Short problem: Reproduce the lines of every record below verbatim.

[Dataset items]
______________________________
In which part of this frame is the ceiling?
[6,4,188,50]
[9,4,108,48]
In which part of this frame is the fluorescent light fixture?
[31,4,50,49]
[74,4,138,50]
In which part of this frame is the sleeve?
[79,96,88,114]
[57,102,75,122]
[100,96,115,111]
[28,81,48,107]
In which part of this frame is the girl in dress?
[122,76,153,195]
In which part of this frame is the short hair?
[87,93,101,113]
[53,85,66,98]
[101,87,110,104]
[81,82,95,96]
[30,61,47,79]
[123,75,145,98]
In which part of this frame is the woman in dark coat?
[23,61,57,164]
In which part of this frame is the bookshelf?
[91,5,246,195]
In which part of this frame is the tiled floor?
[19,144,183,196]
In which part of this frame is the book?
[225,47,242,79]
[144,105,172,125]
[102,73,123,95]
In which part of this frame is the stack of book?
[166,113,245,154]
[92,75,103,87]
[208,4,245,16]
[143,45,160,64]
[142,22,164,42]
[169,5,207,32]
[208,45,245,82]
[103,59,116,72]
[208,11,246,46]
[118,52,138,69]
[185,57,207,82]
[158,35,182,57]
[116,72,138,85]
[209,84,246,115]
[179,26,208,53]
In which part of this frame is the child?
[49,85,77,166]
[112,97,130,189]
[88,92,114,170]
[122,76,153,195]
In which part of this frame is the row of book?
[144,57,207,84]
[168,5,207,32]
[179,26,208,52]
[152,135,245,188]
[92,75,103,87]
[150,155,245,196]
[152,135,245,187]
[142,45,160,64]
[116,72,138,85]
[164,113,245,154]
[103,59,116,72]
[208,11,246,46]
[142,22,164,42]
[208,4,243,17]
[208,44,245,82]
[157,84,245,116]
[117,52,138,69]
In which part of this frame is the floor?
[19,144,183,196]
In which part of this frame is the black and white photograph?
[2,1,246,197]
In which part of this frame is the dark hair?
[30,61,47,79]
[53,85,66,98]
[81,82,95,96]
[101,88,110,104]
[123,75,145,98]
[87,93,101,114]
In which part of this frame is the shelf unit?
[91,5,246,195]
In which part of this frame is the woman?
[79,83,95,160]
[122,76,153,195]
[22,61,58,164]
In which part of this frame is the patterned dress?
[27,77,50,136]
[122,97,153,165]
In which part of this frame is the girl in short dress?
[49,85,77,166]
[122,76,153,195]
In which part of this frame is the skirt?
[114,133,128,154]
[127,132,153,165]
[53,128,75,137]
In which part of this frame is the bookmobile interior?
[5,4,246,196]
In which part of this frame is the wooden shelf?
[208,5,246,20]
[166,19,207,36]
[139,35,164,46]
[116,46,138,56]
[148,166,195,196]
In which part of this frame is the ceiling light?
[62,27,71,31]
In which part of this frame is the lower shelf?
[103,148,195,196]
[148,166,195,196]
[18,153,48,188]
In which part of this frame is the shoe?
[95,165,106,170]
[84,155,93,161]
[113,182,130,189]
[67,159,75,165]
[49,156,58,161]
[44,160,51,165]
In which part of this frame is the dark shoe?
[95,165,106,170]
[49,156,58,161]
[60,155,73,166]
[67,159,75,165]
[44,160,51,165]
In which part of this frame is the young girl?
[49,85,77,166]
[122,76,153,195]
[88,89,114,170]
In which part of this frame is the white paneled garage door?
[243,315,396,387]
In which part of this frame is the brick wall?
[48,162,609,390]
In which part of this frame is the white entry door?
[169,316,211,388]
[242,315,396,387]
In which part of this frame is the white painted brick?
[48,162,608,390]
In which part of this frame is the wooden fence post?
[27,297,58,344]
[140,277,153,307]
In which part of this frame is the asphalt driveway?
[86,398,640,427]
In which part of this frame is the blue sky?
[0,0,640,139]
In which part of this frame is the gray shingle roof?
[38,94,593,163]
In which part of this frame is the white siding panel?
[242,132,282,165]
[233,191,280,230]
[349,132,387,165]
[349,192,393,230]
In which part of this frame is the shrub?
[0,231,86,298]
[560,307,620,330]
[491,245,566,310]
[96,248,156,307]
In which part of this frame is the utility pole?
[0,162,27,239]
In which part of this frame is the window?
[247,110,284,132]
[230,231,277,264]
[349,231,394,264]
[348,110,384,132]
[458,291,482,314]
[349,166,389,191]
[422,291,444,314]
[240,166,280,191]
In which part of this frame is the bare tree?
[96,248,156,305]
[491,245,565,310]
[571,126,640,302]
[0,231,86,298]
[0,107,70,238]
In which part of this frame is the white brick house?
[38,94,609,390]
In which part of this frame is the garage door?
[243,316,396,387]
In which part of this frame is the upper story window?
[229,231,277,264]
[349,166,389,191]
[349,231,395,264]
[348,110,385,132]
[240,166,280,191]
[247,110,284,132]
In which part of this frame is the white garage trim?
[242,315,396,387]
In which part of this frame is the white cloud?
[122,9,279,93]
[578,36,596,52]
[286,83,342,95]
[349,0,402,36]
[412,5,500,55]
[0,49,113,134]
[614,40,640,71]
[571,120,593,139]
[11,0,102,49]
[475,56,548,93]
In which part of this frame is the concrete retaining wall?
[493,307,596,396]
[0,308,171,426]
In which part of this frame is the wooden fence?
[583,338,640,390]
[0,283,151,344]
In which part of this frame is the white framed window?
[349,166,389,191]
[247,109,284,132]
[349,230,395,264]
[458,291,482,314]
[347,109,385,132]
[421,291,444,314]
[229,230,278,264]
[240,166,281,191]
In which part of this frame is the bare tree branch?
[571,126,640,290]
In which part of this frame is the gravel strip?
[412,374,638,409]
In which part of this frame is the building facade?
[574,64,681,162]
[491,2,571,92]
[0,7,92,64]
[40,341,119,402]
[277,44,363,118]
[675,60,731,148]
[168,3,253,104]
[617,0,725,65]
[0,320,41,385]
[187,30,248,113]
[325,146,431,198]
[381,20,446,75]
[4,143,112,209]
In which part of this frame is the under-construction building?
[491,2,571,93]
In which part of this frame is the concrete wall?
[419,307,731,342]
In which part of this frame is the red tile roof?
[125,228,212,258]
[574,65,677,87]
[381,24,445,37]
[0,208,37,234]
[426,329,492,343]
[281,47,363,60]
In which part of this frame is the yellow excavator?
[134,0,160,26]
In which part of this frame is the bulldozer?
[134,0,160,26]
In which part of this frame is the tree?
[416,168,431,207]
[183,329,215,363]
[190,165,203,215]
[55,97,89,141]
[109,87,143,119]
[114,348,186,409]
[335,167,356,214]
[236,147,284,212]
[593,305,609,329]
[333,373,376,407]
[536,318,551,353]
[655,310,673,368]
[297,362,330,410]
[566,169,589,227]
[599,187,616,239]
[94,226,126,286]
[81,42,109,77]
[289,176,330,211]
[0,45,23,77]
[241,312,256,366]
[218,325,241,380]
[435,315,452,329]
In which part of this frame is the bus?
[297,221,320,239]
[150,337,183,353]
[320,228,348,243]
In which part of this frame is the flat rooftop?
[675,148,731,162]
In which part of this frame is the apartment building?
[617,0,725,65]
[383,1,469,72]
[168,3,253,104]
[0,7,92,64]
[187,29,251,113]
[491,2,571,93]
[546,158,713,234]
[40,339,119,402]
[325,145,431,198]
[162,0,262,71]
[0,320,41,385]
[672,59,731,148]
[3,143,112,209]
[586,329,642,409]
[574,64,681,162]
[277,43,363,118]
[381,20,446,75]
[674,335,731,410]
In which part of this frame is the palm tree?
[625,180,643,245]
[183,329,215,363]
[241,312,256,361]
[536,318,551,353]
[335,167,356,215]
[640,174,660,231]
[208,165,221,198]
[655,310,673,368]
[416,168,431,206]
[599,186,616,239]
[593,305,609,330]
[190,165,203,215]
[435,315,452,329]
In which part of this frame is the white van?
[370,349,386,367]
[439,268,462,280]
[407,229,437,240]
______________________________
Answer in full:
In which part of this frame is the ceiling?
[6,4,188,50]
[9,4,108,48]
In which part of this frame is the fluorescent light fixture?
[31,4,50,49]
[74,4,138,50]
In which part of this frame is the sleeve?
[79,96,88,114]
[57,102,75,122]
[100,96,115,111]
[28,81,48,107]
In which part of this frame is the girl in dress?
[122,76,153,195]
In which part of this frame is the short hair?
[87,93,101,113]
[53,85,66,98]
[101,87,110,104]
[81,82,95,96]
[30,61,47,79]
[123,75,145,98]
In which part of this frame is the woman in dark coat?
[23,61,57,164]
In which part of this frame is the bookshelf?
[91,5,246,195]
In which part of this frame is the tiled floor?
[19,144,183,196]
In which part of this frame is the book?
[225,47,242,79]
[144,105,172,125]
[102,73,123,95]
In which part of this frame is the stack of book?
[166,113,245,154]
[92,75,103,87]
[208,4,245,16]
[143,45,160,64]
[142,22,164,42]
[169,5,207,32]
[208,45,245,82]
[103,59,116,72]
[208,11,246,46]
[118,52,138,69]
[185,57,207,82]
[158,35,182,57]
[116,72,138,85]
[209,84,246,115]
[179,26,208,53]
In which part of this frame is the child?
[49,85,77,166]
[112,97,130,189]
[88,92,114,170]
[122,76,153,195]
In which part of this frame is the row of book?
[144,57,207,84]
[168,5,207,32]
[179,26,208,52]
[152,135,245,188]
[92,75,103,87]
[150,155,245,196]
[152,135,245,187]
[142,45,160,64]
[116,72,138,85]
[164,113,245,154]
[103,59,116,72]
[208,11,246,46]
[142,22,164,42]
[208,4,243,17]
[208,44,245,82]
[157,84,245,116]
[117,52,138,69]
In which part of this frame is the floor?
[19,144,183,196]
In which part of this frame is the black and white photograph?
[2,1,246,197]
In which part of this frame is the dark hair?
[30,61,47,79]
[53,85,66,98]
[81,82,95,96]
[101,88,110,104]
[123,75,145,98]
[87,93,101,114]
In which part of this frame is the shelf unit?
[91,5,246,195]
In which part of this frame is the woman?
[79,83,95,160]
[122,76,153,195]
[22,61,58,164]
In which part of this frame is the patterned dress?
[27,77,50,136]
[122,97,153,165]
In which part of this frame is the girl in short dress?
[49,85,77,166]
[122,76,153,195]
In which part of this frame is the skirt?
[114,133,128,154]
[127,132,153,165]
[53,128,75,137]
In which part of this frame is the bookmobile interior?
[5,4,246,196]
In which part of this frame is the wooden shelf?
[208,5,246,20]
[166,19,207,36]
[139,35,164,46]
[116,46,138,56]
[148,166,195,196]
In which part of this frame is the ceiling light?
[62,27,71,31]
In which part of this frame is the lower shelf?
[103,148,195,196]
[148,166,195,196]
[18,153,48,188]
In which part of this frame is the shoe?
[95,165,106,170]
[84,155,93,161]
[113,182,130,189]
[67,159,75,165]
[49,156,58,161]
[44,160,51,165]
In which part of this frame is the dark shoe?
[95,165,106,170]
[49,156,58,161]
[60,155,73,166]
[67,159,75,165]
[44,160,51,165]
In which part of this frame is the young girl?
[49,85,77,166]
[122,76,153,195]
[88,89,114,170]
In which part of this frame is the white paneled garage door?
[243,315,396,387]
In which part of this frame is the brick wall?
[48,162,609,390]
In which part of this frame is the white entry door?
[169,316,211,388]
[242,315,396,387]
In which part of this frame is the white painted brick?
[48,162,608,390]
In which part of this frame is the wooden fence post?
[27,297,58,344]
[140,277,153,307]
In which part of this frame is the asphalt driveway?
[86,398,640,427]
In which part of this frame is the blue sky?
[0,0,640,139]
In which part of this frame is the gray shingle roof?
[38,94,593,163]
In which part of this frame is the white siding panel?
[242,132,282,165]
[233,191,280,230]
[349,132,387,165]
[349,192,393,230]
In which part of this frame is the shrub?
[0,231,86,298]
[560,307,620,330]
[491,245,566,310]
[96,248,156,307]
In which part of this frame is the utility pole?
[0,162,27,239]
In which part of this frame is the window?
[247,110,284,132]
[230,231,277,264]
[349,231,394,264]
[348,110,384,132]
[458,291,482,314]
[349,166,389,191]
[422,291,444,314]
[240,166,280,191]
In which part of this frame is the bare tree?
[96,248,156,305]
[491,245,565,310]
[571,126,640,302]
[0,231,86,298]
[0,107,70,238]
In which part of this frame is the white brick house?
[38,94,609,390]
In which part of this frame is the garage door?
[243,316,396,387]
In which part of this frame is the upper story window?
[229,231,277,264]
[349,166,389,191]
[349,231,395,264]
[348,110,385,132]
[240,166,280,191]
[247,110,284,132]
In which part of this frame is the white garage trim?
[242,315,396,387]
In which part of this frame is the white cloud?
[122,9,279,93]
[578,36,596,52]
[286,83,342,95]
[349,0,402,36]
[412,5,500,55]
[0,49,113,134]
[614,40,640,71]
[571,120,593,139]
[11,0,102,49]
[475,56,548,93]
In which part of this frame is the concrete retaining wall?
[493,307,596,396]
[0,308,171,426]
In which part of this frame is the wooden fence?
[583,338,640,390]
[0,283,151,344]
In which part of this frame is the white framed window?
[349,166,389,191]
[247,109,284,132]
[349,230,395,264]
[458,291,482,314]
[347,109,385,132]
[421,291,444,314]
[229,230,278,264]
[240,166,281,191]
In which part of this frame is the bare tree branch?
[571,126,640,290]
In which part of this frame is the gravel strip?
[412,374,638,409]
In which part of this frame is the building facade?
[574,64,681,162]
[491,2,571,92]
[0,7,92,64]
[40,341,119,402]
[277,44,363,118]
[675,60,731,148]
[168,3,253,104]
[617,0,725,65]
[0,320,41,385]
[187,30,248,113]
[325,146,431,198]
[381,20,446,75]
[4,143,112,209]
In which part of this frame is the under-construction building?
[491,2,571,93]
In which part of this frame is the concrete wall?
[419,307,731,342]
In which part of this frame is the red tile roof?
[125,228,212,258]
[574,65,677,87]
[381,24,445,37]
[0,208,37,234]
[426,329,492,343]
[281,47,363,60]
In which part of this frame is the yellow excavator?
[134,0,160,26]
In which part of this frame is the bulldozer?
[134,0,160,26]
In which part of this frame is the tree?
[416,168,431,207]
[183,329,215,363]
[190,165,203,215]
[55,97,89,141]
[109,87,143,119]
[114,348,186,409]
[335,167,356,214]
[236,147,284,212]
[593,305,609,329]
[333,373,376,407]
[536,318,551,353]
[655,310,673,368]
[297,362,330,410]
[566,169,589,227]
[599,187,616,239]
[94,226,126,286]
[81,42,109,77]
[289,176,330,211]
[0,45,23,77]
[241,312,256,366]
[218,325,241,380]
[435,315,452,329]
In which part of this frame is the bus?
[297,221,320,239]
[150,337,183,353]
[320,228,348,243]
In which part of this frame is the flat rooftop?
[675,148,731,162]
In which part of this frame is the apartment building?
[617,0,725,65]
[383,1,469,72]
[168,3,253,104]
[0,7,92,64]
[187,29,251,113]
[491,2,571,93]
[546,158,713,234]
[40,339,119,402]
[325,145,431,198]
[162,0,262,71]
[0,320,41,385]
[672,59,731,148]
[3,143,112,209]
[586,329,642,409]
[574,64,681,162]
[277,43,363,118]
[381,20,446,75]
[674,335,731,410]
In which part of this frame is the palm tree?
[625,180,643,245]
[183,329,215,363]
[241,312,256,361]
[536,318,551,353]
[335,167,356,215]
[640,174,660,231]
[208,165,221,198]
[655,310,673,368]
[416,168,431,206]
[599,186,616,239]
[593,305,609,330]
[190,165,203,215]
[435,315,452,329]
In which part of this frame is the white van?
[370,349,386,367]
[439,268,462,280]
[407,229,437,240]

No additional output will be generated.